§ Source text
■ ■ ■ ■
Hotspur. Why, so can I, or so can any man;
But will they come when you do call for them?
(III.i.53–55)
His unconsciousness makes him, at other moments, a comic if winning figure, as the limitations of his feudal virtues are brought out: his want of tact and judgment, his choleric man’s forgetfulness, his sudden boyish habit of leaping to conclusions, the noble but also comical way he can be carried away by “imagination of some great exploit” (I.iii.199), or by indignation at “this vile politician, Bolingbroke” (I.iii.241). Professor Lily B. Campbell has demonstrated that the rebellion of the Northern Earls in 1570 was present for Shakespeare’s audience in watching the Percy family in the play.7 The remoteness of this rough north country life from the London world of his audience, as well as its aristocratic charm, are conveyed when Hotspur tells his wife that she swears “like a comfit-maker’s wife,”
As if thou ne’er walk’st further than Finsbury.
Swear me, Kate, like a lady as thou art,
A good mouth-filling oath; and leave ‘in sooth’
And such protest of pepper gingerbread
To velvet guards and Sunday citizens.
(III.i.255–259)
■ ■ ■ ■
§ Stored records
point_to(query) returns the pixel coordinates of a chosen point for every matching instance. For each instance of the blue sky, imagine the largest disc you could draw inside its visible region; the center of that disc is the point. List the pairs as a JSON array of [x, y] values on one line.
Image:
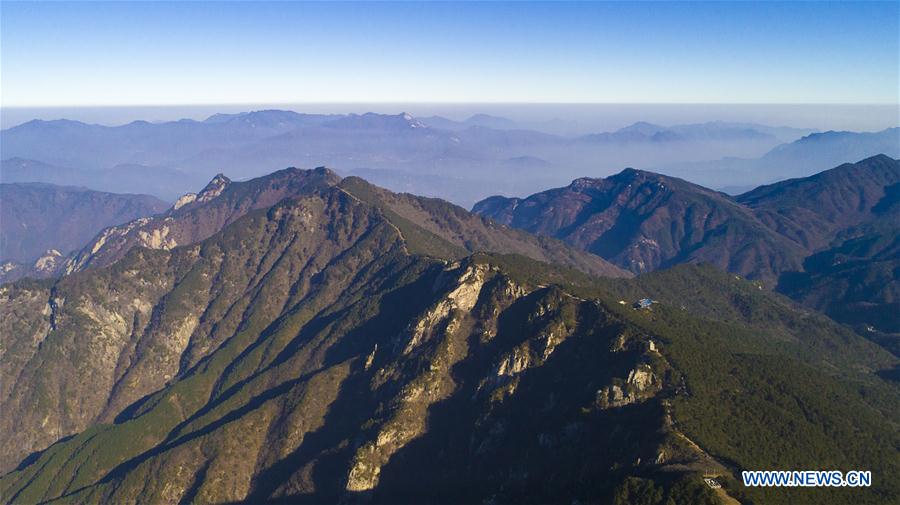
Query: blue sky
[[88, 54]]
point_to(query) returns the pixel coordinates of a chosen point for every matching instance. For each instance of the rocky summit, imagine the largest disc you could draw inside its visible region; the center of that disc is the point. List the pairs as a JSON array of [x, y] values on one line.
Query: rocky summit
[[346, 343]]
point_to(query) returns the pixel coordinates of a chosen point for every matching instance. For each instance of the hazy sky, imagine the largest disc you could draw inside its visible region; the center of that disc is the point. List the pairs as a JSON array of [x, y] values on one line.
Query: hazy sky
[[84, 54]]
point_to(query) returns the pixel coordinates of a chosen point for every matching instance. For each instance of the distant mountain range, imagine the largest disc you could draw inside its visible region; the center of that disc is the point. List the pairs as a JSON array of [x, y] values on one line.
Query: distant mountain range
[[35, 217], [829, 240], [301, 338], [477, 154], [801, 158]]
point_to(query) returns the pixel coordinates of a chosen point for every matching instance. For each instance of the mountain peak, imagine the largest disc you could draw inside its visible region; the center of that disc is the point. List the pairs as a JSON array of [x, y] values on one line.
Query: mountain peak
[[214, 188]]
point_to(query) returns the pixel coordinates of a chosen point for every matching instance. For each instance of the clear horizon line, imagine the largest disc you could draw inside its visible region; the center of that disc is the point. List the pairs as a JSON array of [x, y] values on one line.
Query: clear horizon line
[[383, 102]]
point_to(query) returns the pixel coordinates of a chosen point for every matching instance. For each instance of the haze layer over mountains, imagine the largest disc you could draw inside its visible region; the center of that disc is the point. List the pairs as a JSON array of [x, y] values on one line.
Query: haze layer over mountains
[[461, 161]]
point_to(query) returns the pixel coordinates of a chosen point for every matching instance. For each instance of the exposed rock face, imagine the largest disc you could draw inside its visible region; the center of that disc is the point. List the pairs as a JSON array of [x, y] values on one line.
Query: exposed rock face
[[205, 329], [329, 349], [35, 218], [193, 219]]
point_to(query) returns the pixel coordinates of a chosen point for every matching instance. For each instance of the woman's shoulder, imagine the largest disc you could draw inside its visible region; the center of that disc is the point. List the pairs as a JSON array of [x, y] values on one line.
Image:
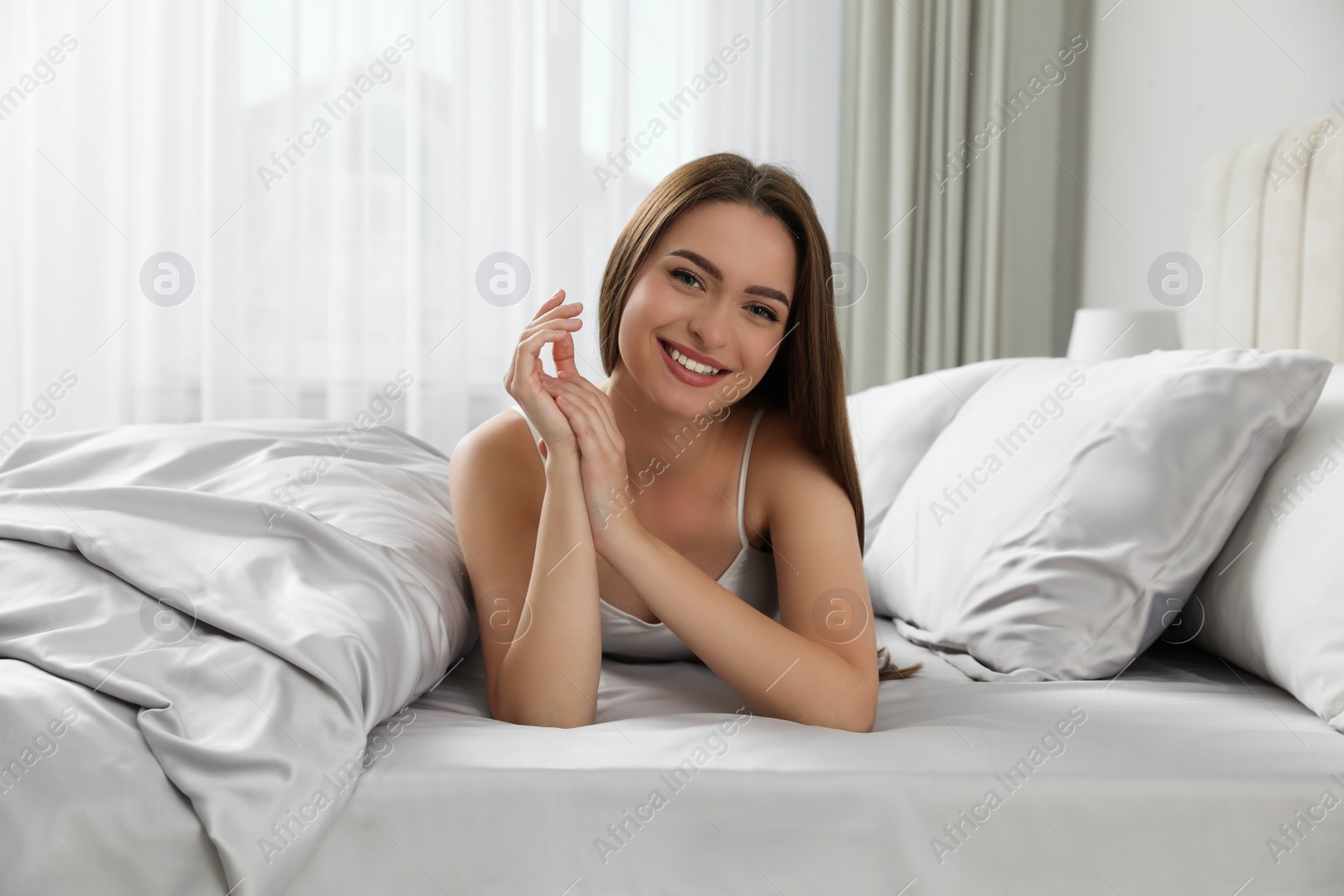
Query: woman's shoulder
[[776, 452], [779, 454], [503, 448]]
■ ■ ■ ■
§ Tasks and exercises
**a.** List every parenthetical act, scene, and line citation that appears in the Hotspur passage.
**b.** Convert the records, starting at the line that contains "of the exposed" and ending at the end of the records, into a two-column CSV with the columns request and answer. Give one row per request, put each value in a single quoted field with line breaks turned into spaces, and leave out the pictures.
The Hotspur passage and the records have no connection to each other.

§ Outputs for the tasks
**a.**
III.i.53–55
I.iii.199
I.iii.241
III.i.255–259

**b.**
request,answer
"point_to(query) returns the pixel coordinates of a chosen point for every matching instance. For each instance of the exposed rock face, imagine the largest disc you could draw inside its visible region; the center of that disc is the point. List the pairs as a JSON array of [x, y] values on one line. Query: exposed rock face","[[205, 329], [329, 349], [35, 218], [193, 219]]"
"point_to(query) returns the pixel coordinates of a chosen point for every matching instance. For each instance of the woman's shoulder, imagine the largest disc you could draw inside its visible region; the center of that disc is the point. List the pairs as a JSON array of [x, y] values on one line. Image: Query: woman's shoulder","[[776, 452], [779, 454], [503, 448]]"